Task goal >> Type the data below again exactly. Omit all pictures.

Data in this exercise >>
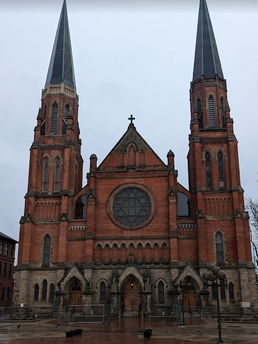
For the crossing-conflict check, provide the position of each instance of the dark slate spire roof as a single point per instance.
(61, 62)
(207, 60)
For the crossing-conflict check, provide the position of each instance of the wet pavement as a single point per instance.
(129, 331)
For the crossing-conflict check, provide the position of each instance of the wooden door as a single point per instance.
(75, 294)
(189, 300)
(132, 296)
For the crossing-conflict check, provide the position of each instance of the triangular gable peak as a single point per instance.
(131, 152)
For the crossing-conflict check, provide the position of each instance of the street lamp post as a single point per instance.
(216, 275)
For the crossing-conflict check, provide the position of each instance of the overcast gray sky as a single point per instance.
(130, 57)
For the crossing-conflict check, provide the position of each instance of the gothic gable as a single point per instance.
(131, 152)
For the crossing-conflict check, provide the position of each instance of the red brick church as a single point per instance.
(132, 233)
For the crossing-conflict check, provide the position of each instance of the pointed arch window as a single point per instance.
(219, 248)
(52, 293)
(214, 291)
(80, 207)
(57, 174)
(46, 252)
(44, 290)
(36, 292)
(6, 249)
(222, 290)
(43, 124)
(221, 169)
(208, 169)
(102, 294)
(183, 204)
(45, 174)
(223, 112)
(231, 291)
(3, 294)
(211, 107)
(161, 294)
(199, 113)
(66, 113)
(54, 118)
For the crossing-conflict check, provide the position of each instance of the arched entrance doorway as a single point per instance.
(189, 296)
(75, 293)
(131, 296)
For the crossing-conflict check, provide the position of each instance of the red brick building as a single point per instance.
(132, 233)
(7, 256)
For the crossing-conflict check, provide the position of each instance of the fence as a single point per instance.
(87, 313)
(102, 313)
(236, 314)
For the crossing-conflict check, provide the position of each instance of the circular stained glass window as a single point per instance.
(131, 206)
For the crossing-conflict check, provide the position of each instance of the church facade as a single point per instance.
(133, 233)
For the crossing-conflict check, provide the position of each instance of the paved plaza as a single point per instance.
(129, 331)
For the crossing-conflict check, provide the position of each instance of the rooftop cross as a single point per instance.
(131, 118)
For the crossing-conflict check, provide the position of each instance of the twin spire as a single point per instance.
(61, 63)
(206, 63)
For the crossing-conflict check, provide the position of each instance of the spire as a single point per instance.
(207, 60)
(61, 62)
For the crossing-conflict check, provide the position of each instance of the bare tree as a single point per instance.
(252, 207)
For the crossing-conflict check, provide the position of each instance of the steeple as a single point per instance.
(61, 63)
(207, 60)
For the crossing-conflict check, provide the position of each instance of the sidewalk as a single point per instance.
(129, 331)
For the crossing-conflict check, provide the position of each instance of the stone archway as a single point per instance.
(189, 295)
(131, 295)
(75, 293)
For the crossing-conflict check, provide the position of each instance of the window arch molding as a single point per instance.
(67, 109)
(219, 247)
(102, 285)
(44, 290)
(199, 111)
(54, 120)
(208, 168)
(211, 110)
(46, 249)
(161, 286)
(220, 156)
(45, 173)
(223, 112)
(36, 292)
(57, 164)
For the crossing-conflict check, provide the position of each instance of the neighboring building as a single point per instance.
(7, 256)
(132, 233)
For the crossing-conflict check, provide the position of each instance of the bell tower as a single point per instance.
(214, 177)
(55, 168)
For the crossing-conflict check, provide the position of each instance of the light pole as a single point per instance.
(216, 275)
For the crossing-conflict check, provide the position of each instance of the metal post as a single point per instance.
(218, 314)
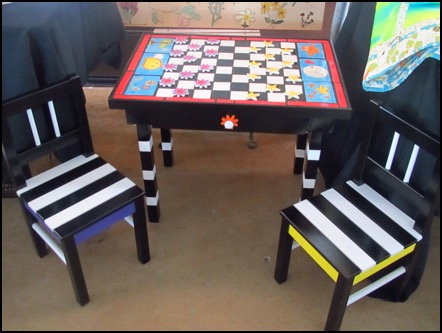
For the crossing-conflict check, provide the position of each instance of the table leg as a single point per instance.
(145, 144)
(301, 141)
(166, 147)
(311, 163)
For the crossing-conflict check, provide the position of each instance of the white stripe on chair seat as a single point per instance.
(70, 187)
(351, 250)
(379, 235)
(89, 203)
(55, 172)
(387, 208)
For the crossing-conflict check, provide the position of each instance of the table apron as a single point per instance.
(282, 121)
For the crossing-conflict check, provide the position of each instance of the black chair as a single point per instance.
(369, 230)
(78, 197)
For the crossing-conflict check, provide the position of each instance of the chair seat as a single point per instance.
(76, 194)
(351, 230)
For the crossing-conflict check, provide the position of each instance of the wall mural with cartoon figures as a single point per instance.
(303, 16)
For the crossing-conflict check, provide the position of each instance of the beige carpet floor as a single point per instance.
(213, 251)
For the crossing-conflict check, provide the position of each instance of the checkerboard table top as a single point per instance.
(229, 69)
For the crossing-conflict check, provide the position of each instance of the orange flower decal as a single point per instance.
(229, 121)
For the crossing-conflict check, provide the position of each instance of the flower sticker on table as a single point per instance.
(189, 58)
(253, 96)
(202, 83)
(211, 53)
(194, 47)
(170, 67)
(310, 49)
(181, 40)
(176, 53)
(253, 76)
(287, 64)
(272, 88)
(229, 122)
(180, 92)
(254, 64)
(187, 75)
(212, 41)
(292, 94)
(206, 68)
(167, 82)
(272, 70)
(294, 78)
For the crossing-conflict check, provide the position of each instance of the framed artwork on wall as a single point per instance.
(294, 19)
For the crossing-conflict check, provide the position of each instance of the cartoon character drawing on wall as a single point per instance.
(275, 12)
(215, 9)
(128, 9)
(184, 15)
(245, 17)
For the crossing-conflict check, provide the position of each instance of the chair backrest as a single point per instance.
(48, 121)
(402, 164)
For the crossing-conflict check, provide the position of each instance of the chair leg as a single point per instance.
(75, 271)
(39, 244)
(338, 304)
(140, 229)
(284, 252)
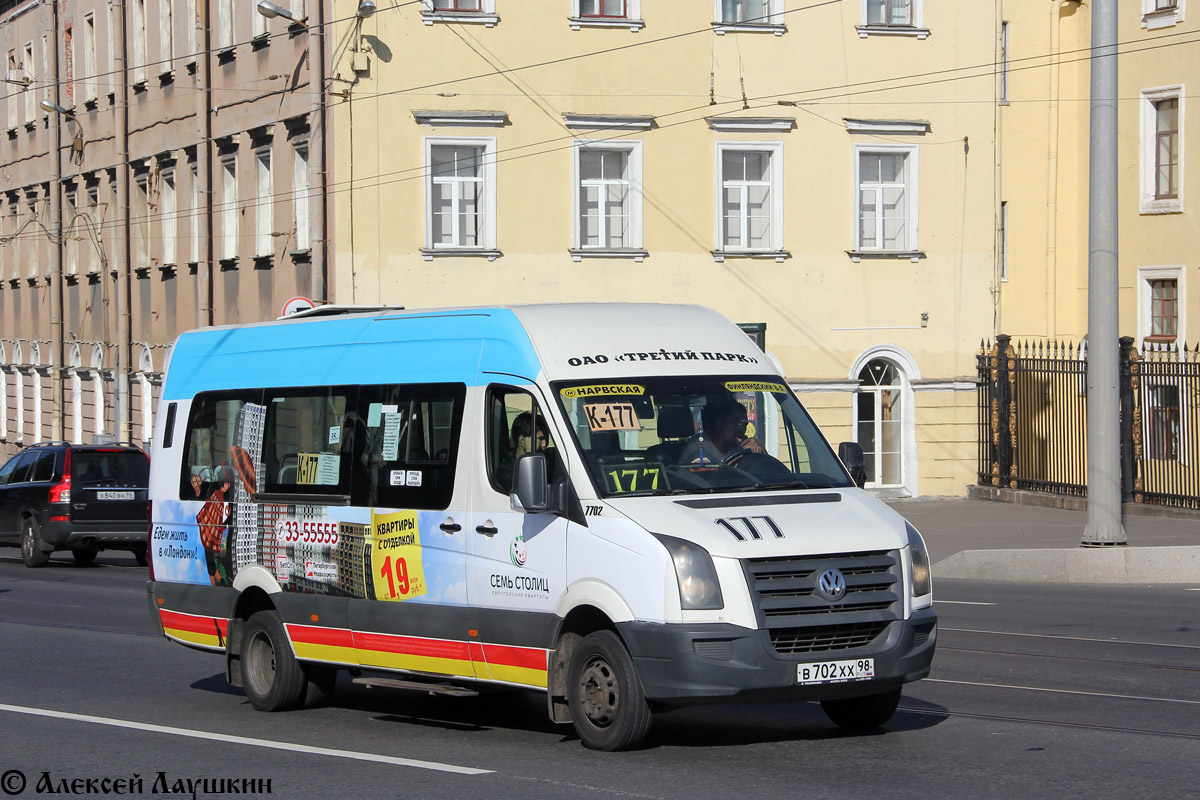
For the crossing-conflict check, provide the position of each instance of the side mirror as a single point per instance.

Response for this exercise >>
For the crossing-conflict check, provide the position of each instance of the dark slate spire roof as a single point per instance.
(61, 62)
(207, 60)
For the crossing-conflict check, provide the position of each instance of the wet pavement as a single point per instance.
(129, 331)
For the crossing-conflict check, provide the position of each instance of the wooden door as a single point per instance.
(75, 294)
(189, 300)
(132, 296)
For the crossing-conflict check, provide the position of each instance of the triangular gable peak as a single point per instance.
(131, 152)
For the crossing-conflict check, provide the position of each instance of the street lamp post as a single point per instance.
(216, 275)
For the crossing-conflict check, provide the position of each instance of the overcast gray sky as a single point per instance.
(130, 57)
For the crossing-conflict check, provide the position of each instance of the gothic gable as a single point per instance.
(131, 152)
For the crossing-conflict check, provide the position of each instance of the red brick church as a single point per instance.
(132, 233)
For the crossing-conflict check, provide the position of each instance of the pointed arch window as a single point per instance.
(219, 248)
(52, 293)
(214, 291)
(80, 207)
(57, 174)
(46, 252)
(44, 290)
(36, 292)
(6, 249)
(222, 290)
(43, 124)
(221, 169)
(208, 169)
(102, 294)
(183, 204)
(45, 174)
(223, 112)
(231, 291)
(3, 294)
(211, 107)
(161, 294)
(199, 113)
(66, 113)
(54, 118)
For the crossing-conflict check, provide the position of each instance of the arched entrance doorway as a single point per instance.
(189, 296)
(75, 293)
(131, 296)
For the crossing-conflict check, provide the position of each instance of the red brick building as a single point per instance.
(132, 233)
(7, 256)
For the crossing-conflict check, provide the position of each instance of the fence as a single point per instance.
(87, 313)
(102, 313)
(236, 314)
For the crossing-conflict check, provide the position of each instance of the circular stained glass window as a single point per instance.
(131, 206)
For the crossing-conflict check, provide the position of each instance of the church facade as a single point per instance.
(133, 233)
For the crossing-conflict check, provide the position of each instance of the paved plaza as a single point per instance.
(129, 331)
For the crossing-conflict check, provide the position of each instance of the rooftop cross as a single point per instance.
(131, 118)
For the crossing-conflict check, provide the position of each instance of the twin spire as a single point per instance.
(61, 63)
(206, 63)
For the crossing-conflict check, provide the position of each instance of the spire as a single point per instance.
(207, 60)
(61, 62)
For the crossing-conflict check, provide the position of each instance of the bare tree as a single point per instance.
(252, 207)
For the crossing-conflict check, provide the position of each instance of the steeple as a single point per instance.
(61, 63)
(207, 60)
For the crossing-conflict check, provide the position of each instance of the sidewalk as a single point per instance.
(129, 331)
For the crossing-conflict check, provide the position of each instance of the stone archway as a single point per instance.
(189, 295)
(131, 295)
(75, 293)
For the crossing-conflict check, provide the position of each instance of the window arch molding as a single point per instance.
(67, 109)
(219, 247)
(102, 285)
(44, 290)
(199, 111)
(54, 120)
(208, 168)
(211, 110)
(46, 249)
(161, 286)
(220, 156)
(45, 173)
(223, 112)
(36, 292)
(57, 164)
For the crossing-conflict check, provide the position of each instance of the neighboring building as a single point per instance.
(7, 256)
(132, 233)
For the crossing-conflict check, provide the position of each instance of the bell tower as a single point per instance.
(214, 177)
(55, 168)
For the crossing-conflict check, provide the position of each instance of the light pole as a single point per instance.
(216, 275)
For the crossing-conflict check, provide the position of each instance of the metal post as a single point per instance.
(218, 314)
For the crossing-conflict check, provide the position of each instance of the table leg as a single point per instance.
(145, 144)
(301, 141)
(166, 147)
(311, 163)
For the crossing-conflict check, provide the position of each instance of the white stripe on chair seat as a single point per instance.
(70, 187)
(351, 250)
(379, 235)
(89, 203)
(55, 172)
(387, 208)
For the crossing-conflict check, provide the position of each instance of the table apron as a single point per instance.
(282, 121)
For the crossing-conflict check, provide the position of each instance of the black chair as a single point per instance.
(369, 230)
(78, 197)
For the crossing-conflict check, provide the position of each instance of the chair seat as a single point per instance.
(76, 194)
(351, 230)
For the crossing-conflict check, provide the position of each instance of the wall mural with cartoon figures as a single point per instance.
(303, 16)
For the crossing-conflict check, provide the position of each instance of the beige carpet floor as a single point per instance.
(213, 251)
For the crossing-conflict check, provide the position of each instance of the checkerboard table top as a single point per instance.
(229, 69)
For the crossing-conflict check, provide the position of each instance of the orange flower decal as a single point per instance.
(229, 121)
For the crossing-conflict check, provide the position of each instance of the flower sticker on table as a single point per instance.
(189, 58)
(253, 96)
(202, 83)
(211, 53)
(194, 47)
(170, 67)
(310, 49)
(181, 40)
(176, 53)
(253, 76)
(287, 64)
(272, 88)
(229, 122)
(180, 92)
(254, 64)
(187, 75)
(212, 41)
(292, 94)
(206, 68)
(167, 82)
(272, 70)
(294, 78)
For the crossing-conflict check, provide the position of each instance of the framed artwork on wall as a single point per instance.
(294, 19)
For the crossing-conflict check, provide the position of each instance of the cartoon character drawing on wall as a single point per instance.
(275, 12)
(215, 9)
(128, 9)
(184, 15)
(245, 17)
For the crossing-conflict check, provide the position of each instance of the chair backrest as a single point per instance.
(48, 121)
(402, 164)
For the crossing-conflict check, provide the position of each instance of the chair leg as a single point per instance.
(75, 271)
(39, 244)
(338, 304)
(140, 229)
(284, 252)
For the crossing-conflict check, provide the position of each instance of the side mirror as a single point per instance.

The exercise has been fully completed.